_Excerpt to read_
+ + + + + + +

Thursday, December 18, 2003

The Best College Football Coach in the Country is ... Larry Kehres of Mount Union


MOUNT UNION and LARRY KEHRES

The Best College Football Coach in the Country is ...
Larry Kehres of the Purple Raiders of Mount Union College in Alliance, Ohio.
Coach Larry Kehres has built Mount Union College into a Division III football juggernaut (phrase coined by Milan Simonich, Pittsburgh Post-Gazette).

NORMAN CHAD writes about MOUNT UNION and LARRY KEHRES

Norman Chad, writes about Larry Kehres and the Mount Union football phenomenon at the Boston Globe. Take a look at that article.

FACTS ABOUT MOUNT UNION and LARRY KEHRES

Looking for a good coach?
Larry Kehres coaching makes the Stoops brothers look like beginners.
The Mount Union teams of Larry Kehres have lost only 1 game in the last 7 years (in overtime) and have 109 wins in their last 110 games. Mount Union just broke its previous NCAA record of 54 straight wins from 1996-1999 by winning its 55th consecutive game Saturday, beating Bridgewater 66-0 in an NCAA Division III semifinal playoff game. Since the NCAA Division III has nationwide playoffs to determine the national champion, the ultimate winner every year IS the real champion, and the streak of wins has nothing to do with an easy schedule or faulty polls.
This team is simply the best, year after year, although there are still some records to be broken - see an article byJack R. Weber Jr. in the Alliance, Ohio The-Review.com.

Mount Union (13-0) now plays again this year in the 2003 NCAA Division III final - a final which it has won the last 6 of 7 years. Its opponent is unbeaten (13-0) St. John's of Minnesota, coached by the NCAA's winningest football coach ever, John Gagliardi, who has 413 wins going into the title game. The NCAA Division III final takes place in the Amos Alonzo Stagg Bowl in Salem, Virginia on December 20, 2003 (10 a.m. CST). Who will win? Mount Union, of course. Gagliardi has yet to beat Kehres in 3 head-to-head competitions, and there is no doubting that Gagliardi is himself a great football coach.

Go to this page for a list of articles about the Mount Union phenomenon.

When someone is doing something many people do - i.e. coaching - so much better than his peers, it is remarkable that more attention has not been paid to his principles and methods. What are Kehres' secrets? Here is what I have been able to glean from online articles written about him, his teams and his players.

STOP WHINING ABOUT WHAT YOU DON'T HAVE: MAKE USE OF WHAT YOU HAVE

Stephanie Storm in the Akron Beacon Journal of November 28, 2003, writes in "Team Concept Rules" that:

"When he [Kehres] thinks back to the start of the run that began Mount Union's dominance, Kehres remembers a meeting held among the team's staff in the early '80s when he was an assistant.

+ + + + + + +

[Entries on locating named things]
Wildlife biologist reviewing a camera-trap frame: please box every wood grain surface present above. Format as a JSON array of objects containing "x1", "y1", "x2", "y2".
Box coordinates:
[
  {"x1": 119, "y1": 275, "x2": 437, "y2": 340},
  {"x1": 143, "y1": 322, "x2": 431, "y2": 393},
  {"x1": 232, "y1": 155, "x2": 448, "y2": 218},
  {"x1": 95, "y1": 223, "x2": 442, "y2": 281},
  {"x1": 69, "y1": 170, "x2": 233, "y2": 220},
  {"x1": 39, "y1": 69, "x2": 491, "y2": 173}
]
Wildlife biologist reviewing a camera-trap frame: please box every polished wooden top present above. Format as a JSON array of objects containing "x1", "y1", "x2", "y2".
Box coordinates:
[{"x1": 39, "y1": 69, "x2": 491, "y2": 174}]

+ + + + + + +

_Things to do_
1 > According to the piece on Larry Kehres and Mount Union football, by what score did Mount Union defeat Bridgewater in the Division III semifinal?
2 > Extend the piece on Larry Kehres and Mount Union football, picking up after its final sentence.

_Answers given_
1 > 66-0

2 >
'We just decided to quit pouting about what we didn't have and concentrate on improving the players we had,' Kehres said.
'We went with the idea that if some of the players we recruited weren't as good as some others when they arrived, it was our job to help them catch up,' Kehres said. 'It was sort of, "Come on, let's quit whining and feeling sorry for ourselves and make the most of what we've got." ' "


PREPARE YOUR TEAM to PLAY with PASSION

Larry Kehres says that "The job of a coach is to prepare his team."

Players are asked when they come to Mount Union if they have a passion to play football.
Milan Simonich quotes Kehres at the Pittsburgh Post-Gazette concerning his recruiting of players:

"I only ask them three questions, but they're important ... Are you a good man? Do you have a passion for football? Do you plan on getting the grades you're capable of?"

Stephanie Storm quotes Kehres:
"You have to recruit good people, then assist them in their development.''

Mount Union offers NO football scholarships.
About 200 candidates appear for the first practice each year and NO player is ever cut.

DEDICATED and EXPERIENCED COACHING STAFF

The 12-strong coaching staff has numerous experienced coaches well past normal retirement age,
who all know what they are doing. However, there are also some skilled, experienced young coaches as well.

THE COACHING PROGRAM IS EXECUTED WITH MILITARY PRECISION

Stephanie Storm in the Akron Beacon Journal of November 28, 2003, writes:

Kinnard and many other team leaders point to the precision with which the program is run, the attention to every detail all the way down to scheduling the number of minutes for each practice drill, as a main reason for their overwhelming success.

Practices are taken very seriously, but there is little physical contact in order not to unnecessarily bump up the players. Interestingly, Gagliardi at St. John's of Minnesota also has little physical contact in his practices.

As Milan Simonich writes at the Pittsburgh Post-Gazette:

He [Kehres] took a solid program and turned it into a spectacular one by emphasizing precision, mental preparation and weight training. Kehres' players rarely hit during practice. He knows injuries could sink his dynasty faster than an emerging rival, so he mandates that players study film and take out pent-up emotions on tackling dummies.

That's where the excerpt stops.